## Work to complete
Continue the article on the film Love and Leashes from the point where it ends.

- Official release poster
- Hangul: 모럴센스
- Lit.: Moral Sense
- RR: Moreol senseu
- MR: Morŏl sensŭ
- Directed by: Park Hyun-jin
- Screenplay by: Lee Da-hye; Park Hyeon-jin;
- Based on: Webtoon Moral Sense (The Sensual M) by Gyeoul (Winter)
- Starring: Seohyun; Lee Jun-young;
- Production company: Seed Film
- Distributed by: Netflix
- Release date: February 11, 2022;
- Running time: 118 minutes
- Country: South Korea
- Language: Korean

= Love and Leashes =

2022 South Korean romantic comedy film

Love and Leashes is a 2022 South Korean romantic comedy film, based on the webtoon Moral Sense by Gyeoul. The film directed by Park Hyun-jin and starring Seohyun and Lee Jun-young, depicts a romance between Ji-hoo, who has everything perfect but has secret BDSM desires, and Ji-woo, a competent public relations team member who finds out about his secret. It was released on Netflix on February 11, 2022, to coincide with Valentine's Day.

==Plot==
At his new job at a public relations firm, Jung Ji-hoo meets fellow worker Jung Ji-woo, a female manager whom he notices is often undermined and disrespected by her male colleagues. Due to their similar names, a package meant for Ji-hoo is one day mistakenly delivered to Ji-woo's office; she opens it to find a leather collar and leash. Ji-hoo arrives in a panic and claims that the items are meant for his dog, but is exposed when a sex shop coupon falls out of the box.

Ji-hoo later thanks Ji-woo for not telling their colleagues what she saw, whereupon she apologizes for her aggressive behavior toward him, explaining that she has a propensity to boss people around. Mistakenly believing she has just confessed to being a dominant, Ji-hoo implores her to become his mistress. She is shocked by this, having assumed he intended to use the bondage gear on a partner rather than himself.

At a work event, Ji-woo comes across a distraught Ji-hoo, who tearfully admits that he feels shame over his sexual desires due to a previous girlfriend breaking up with him over them. Ji-woo assures him that she does not see him as perverted. He asks her once again if she will be his mistress, but she declines.

Ji-woo later beckons Ji-hoo to her office, where she blindfolds him and asks why he specifically wants her as a mistress. He confesses that he is attracted to her confidence, maturity, and integrity. She agrees to be his mistress while walking home from work that evening and spends the rest of the night researching BDSM. The two sign a contract stating that they will enter into a three-month-long dominant and submissive dynamic with Ji-woo as the dominant partner and Ji-hoo as her submissive.

Rows from a dataset
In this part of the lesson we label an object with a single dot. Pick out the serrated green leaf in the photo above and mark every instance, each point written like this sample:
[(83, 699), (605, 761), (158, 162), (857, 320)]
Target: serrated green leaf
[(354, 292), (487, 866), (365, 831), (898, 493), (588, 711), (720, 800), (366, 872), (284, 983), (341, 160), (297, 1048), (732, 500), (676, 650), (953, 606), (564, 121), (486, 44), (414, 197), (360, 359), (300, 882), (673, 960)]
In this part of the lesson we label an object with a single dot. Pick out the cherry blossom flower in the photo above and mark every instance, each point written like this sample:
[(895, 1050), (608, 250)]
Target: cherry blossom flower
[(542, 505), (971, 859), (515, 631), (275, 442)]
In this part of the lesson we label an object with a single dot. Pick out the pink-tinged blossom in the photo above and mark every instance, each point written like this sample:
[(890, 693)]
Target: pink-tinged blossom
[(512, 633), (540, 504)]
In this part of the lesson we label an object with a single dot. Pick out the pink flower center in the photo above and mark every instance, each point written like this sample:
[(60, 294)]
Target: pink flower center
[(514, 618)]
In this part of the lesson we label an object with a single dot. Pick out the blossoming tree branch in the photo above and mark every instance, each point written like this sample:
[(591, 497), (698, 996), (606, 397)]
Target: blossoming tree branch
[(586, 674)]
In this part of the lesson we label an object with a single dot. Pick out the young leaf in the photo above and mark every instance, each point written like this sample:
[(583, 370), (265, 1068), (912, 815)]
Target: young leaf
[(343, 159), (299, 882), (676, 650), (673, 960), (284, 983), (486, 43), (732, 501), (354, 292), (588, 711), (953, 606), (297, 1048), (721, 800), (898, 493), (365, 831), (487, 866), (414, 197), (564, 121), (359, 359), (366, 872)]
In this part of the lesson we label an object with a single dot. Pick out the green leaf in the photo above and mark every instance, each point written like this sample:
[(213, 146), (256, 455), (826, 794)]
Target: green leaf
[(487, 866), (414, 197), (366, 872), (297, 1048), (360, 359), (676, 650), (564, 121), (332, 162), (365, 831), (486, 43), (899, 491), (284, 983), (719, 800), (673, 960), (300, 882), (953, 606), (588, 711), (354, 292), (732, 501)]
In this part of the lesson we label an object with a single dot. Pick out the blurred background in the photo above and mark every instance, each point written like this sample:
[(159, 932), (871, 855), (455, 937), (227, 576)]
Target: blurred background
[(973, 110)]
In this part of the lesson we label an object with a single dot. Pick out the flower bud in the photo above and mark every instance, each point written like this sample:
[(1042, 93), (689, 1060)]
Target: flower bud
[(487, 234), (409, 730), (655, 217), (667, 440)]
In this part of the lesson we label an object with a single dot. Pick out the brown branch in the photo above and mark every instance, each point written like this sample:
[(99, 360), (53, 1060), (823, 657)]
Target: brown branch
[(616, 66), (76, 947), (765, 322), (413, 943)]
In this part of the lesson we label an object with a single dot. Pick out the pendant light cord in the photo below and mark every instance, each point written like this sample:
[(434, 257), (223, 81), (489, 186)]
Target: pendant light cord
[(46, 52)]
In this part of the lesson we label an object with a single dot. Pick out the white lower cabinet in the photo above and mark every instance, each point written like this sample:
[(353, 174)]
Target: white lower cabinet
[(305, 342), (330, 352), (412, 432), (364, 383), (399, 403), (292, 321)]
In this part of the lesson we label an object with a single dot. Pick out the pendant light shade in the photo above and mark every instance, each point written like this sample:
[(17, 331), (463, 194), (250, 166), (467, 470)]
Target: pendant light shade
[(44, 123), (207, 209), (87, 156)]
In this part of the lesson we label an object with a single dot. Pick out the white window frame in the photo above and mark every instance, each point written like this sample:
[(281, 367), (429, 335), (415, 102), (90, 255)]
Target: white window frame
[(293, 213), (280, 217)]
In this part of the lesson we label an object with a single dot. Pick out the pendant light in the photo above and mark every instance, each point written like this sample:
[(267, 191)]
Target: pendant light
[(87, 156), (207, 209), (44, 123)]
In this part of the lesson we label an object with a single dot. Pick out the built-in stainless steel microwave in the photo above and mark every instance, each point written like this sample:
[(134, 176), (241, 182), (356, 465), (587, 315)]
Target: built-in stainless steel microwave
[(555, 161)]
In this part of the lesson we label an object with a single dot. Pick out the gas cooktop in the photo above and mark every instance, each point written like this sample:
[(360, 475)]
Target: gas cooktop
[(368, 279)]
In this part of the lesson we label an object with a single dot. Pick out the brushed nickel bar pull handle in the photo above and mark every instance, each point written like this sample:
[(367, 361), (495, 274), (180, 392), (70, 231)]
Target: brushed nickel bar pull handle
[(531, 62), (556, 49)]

## Answer to this exercise
Word of Ji-woo and Ji-hoo's involvement begins to spread through the office, and her domineering personality begins to show through in her interactions with other co-workers, especially young employee Lee Han, making Ji-hoo jealous. To reassure him, Ji-woo keeps Ji-hoo in the office after hours and begins an impromptu scene involving whipping, bondage, and degradation, very nearly being caught by a security guard. As Ji-woo begins enjoying the sessions more and more, she becomes increasingly confused about the state of her and Ji-hoo's relationship. During an outing, Ji-woo asks Ji-hoo to become her boyfriend, but he declines, claiming that he doesn't date. Ji-woo then receives a call from her friend Hye-Mi, a female submissive who has discreetly called her for help after being cornered by a violent male dom at a BDSM-themed love hotel. They manage to arrive in time and safely take her home.

On the final day of Ji-hoo and Ji-woo's contract, Ji-hoo's ex-girlfriend, Hana, shows up at his house as he is waiting for Ji-woo. Ji-hoo tells Hana that she broke his heart and that he's been terrified to date ever since she left him. Hana leaves after asserting that his selfishness is what has prevented him from finding love. For their final session, Ji-woo puts Ji-hoo in shibari and tells him he may do whatever he wants. He kisses her, but she pushes him away before untying him. He confesses his feelings for her and admits that he has not pursued a relationship out of fear of being hurt. Ji-woo leaves.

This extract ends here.